Provided passage →
================
Officials from the Jockeys' Guild are asking for passage of the change next month. But racing officials who spoke at the meeting asked for a delay in order to discuss with officials from other states implementing the rule nationwide.

The proposal, first introduced at the CHRB's June meeting, calls for a minimum assigned weight of 118 pounds for Thoroughbred races, and establishes a minimum body fat content of not less than 5 percent for riders.

The body fat requirement would be optional for riders licensed in the U.S. before Dec. 31, 2003. Riders who fall below 5 percent body fat would be given a warning and three days to meet the requirement before facing suspension.

Apprentice claims would not apply to the minimum weight.

The proposed rule is in the public comment period, which ends Aug. 16. The board could vote on the measure at its meeting Aug. 19. It could be enacted in November, if there are no delays.

The 118-pound minimum would not include 27 pieces of jockey's equipment and attire, a list that includes pants, boots, silks, whip, saddle towel, and safety equipment such as a helmet and safety vest. Currently, safety equipment is not included in the assigned weight, but clothing is.

Under the current proposal, the Jockeys' Guild is asking that a statement be included in the track program explaining that jockeys carry additional weight that includes clothing and safety equipment. The equipment adds eight to 10 pounds to a weight assignment.

To create the spread of weights that exists in race conditions, horses would have assigned weights ranging from approximately 118 to 130 pounds, plus any clothing or safety equipment. So horses would actually carry up to 10 pounds more than their assigned weight. Higher assigned weights could exist in handicaps, racing officials said.

Racing officials are seeking nationwide implementation of a higher weight scale for jockeys and have scheduled meetings at Del Mar from Aug. 13-15 that will be attended by officials from other tracks.
================
Provided entries →
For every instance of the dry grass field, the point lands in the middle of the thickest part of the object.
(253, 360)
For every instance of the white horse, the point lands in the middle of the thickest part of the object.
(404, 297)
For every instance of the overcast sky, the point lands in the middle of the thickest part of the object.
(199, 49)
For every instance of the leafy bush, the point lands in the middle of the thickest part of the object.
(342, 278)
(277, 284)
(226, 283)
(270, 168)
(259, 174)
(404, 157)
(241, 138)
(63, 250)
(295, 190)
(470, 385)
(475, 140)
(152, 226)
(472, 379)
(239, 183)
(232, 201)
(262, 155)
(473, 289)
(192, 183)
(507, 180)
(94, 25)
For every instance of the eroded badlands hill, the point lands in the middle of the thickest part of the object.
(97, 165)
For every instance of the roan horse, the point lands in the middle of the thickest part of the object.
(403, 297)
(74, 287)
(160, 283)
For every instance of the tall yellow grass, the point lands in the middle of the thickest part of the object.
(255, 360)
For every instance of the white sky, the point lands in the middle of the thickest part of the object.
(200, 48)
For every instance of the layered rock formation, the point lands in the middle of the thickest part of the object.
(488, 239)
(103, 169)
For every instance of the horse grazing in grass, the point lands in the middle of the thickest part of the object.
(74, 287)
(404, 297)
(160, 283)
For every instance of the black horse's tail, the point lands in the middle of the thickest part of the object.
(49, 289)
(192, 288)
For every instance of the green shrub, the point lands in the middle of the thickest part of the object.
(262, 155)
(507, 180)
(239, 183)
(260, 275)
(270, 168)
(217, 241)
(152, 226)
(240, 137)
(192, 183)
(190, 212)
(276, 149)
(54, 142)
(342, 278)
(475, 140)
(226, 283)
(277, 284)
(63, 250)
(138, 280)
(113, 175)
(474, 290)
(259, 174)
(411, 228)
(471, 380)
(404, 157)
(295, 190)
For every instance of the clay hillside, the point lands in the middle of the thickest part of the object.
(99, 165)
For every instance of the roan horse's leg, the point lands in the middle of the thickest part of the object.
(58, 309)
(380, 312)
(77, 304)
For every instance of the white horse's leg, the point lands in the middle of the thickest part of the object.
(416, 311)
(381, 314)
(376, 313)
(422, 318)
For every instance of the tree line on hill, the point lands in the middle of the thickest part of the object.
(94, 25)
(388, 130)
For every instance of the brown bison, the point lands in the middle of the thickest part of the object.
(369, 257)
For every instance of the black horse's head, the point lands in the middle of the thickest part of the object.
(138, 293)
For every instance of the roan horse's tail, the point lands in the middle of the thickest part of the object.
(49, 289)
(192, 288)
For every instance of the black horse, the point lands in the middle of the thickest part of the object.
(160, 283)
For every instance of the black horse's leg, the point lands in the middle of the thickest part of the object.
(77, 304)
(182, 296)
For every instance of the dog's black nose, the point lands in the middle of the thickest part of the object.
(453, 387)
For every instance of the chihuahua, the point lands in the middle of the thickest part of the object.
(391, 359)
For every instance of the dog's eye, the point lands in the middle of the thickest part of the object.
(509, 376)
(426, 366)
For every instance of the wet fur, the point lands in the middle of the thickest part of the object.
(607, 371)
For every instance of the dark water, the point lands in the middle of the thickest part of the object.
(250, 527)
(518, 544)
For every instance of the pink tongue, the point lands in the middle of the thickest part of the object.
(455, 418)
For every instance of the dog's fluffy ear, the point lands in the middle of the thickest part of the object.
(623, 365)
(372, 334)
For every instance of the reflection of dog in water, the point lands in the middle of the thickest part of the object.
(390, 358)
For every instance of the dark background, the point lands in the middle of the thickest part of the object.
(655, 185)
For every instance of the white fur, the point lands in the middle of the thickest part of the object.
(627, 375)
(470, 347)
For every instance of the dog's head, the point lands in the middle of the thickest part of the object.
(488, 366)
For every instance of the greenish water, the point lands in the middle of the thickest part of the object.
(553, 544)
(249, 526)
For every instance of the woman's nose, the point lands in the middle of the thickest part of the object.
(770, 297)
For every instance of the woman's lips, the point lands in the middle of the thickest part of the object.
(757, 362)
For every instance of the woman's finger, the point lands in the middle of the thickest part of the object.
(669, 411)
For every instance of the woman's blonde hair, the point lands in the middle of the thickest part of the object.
================
Work to do →
A. In the jockey weight proposal text, on what date does the public comment period end?
B. In the records, update the lines beginning with the one that contains "For every instance of the woman's lips, the" and running through the end of the records, changing "blonde" to "red" and leaving everything else the same.

Written answers →
A. Aug. 16

B.
For every instance of the woman's lips, the point lands in the middle of the thickest part of the object.
(757, 362)
For every instance of the woman's finger, the point lands in the middle of the thickest part of the object.
(669, 411)
For every instance of the woman's red hair, the point lands in the middle of the thickest part of the object.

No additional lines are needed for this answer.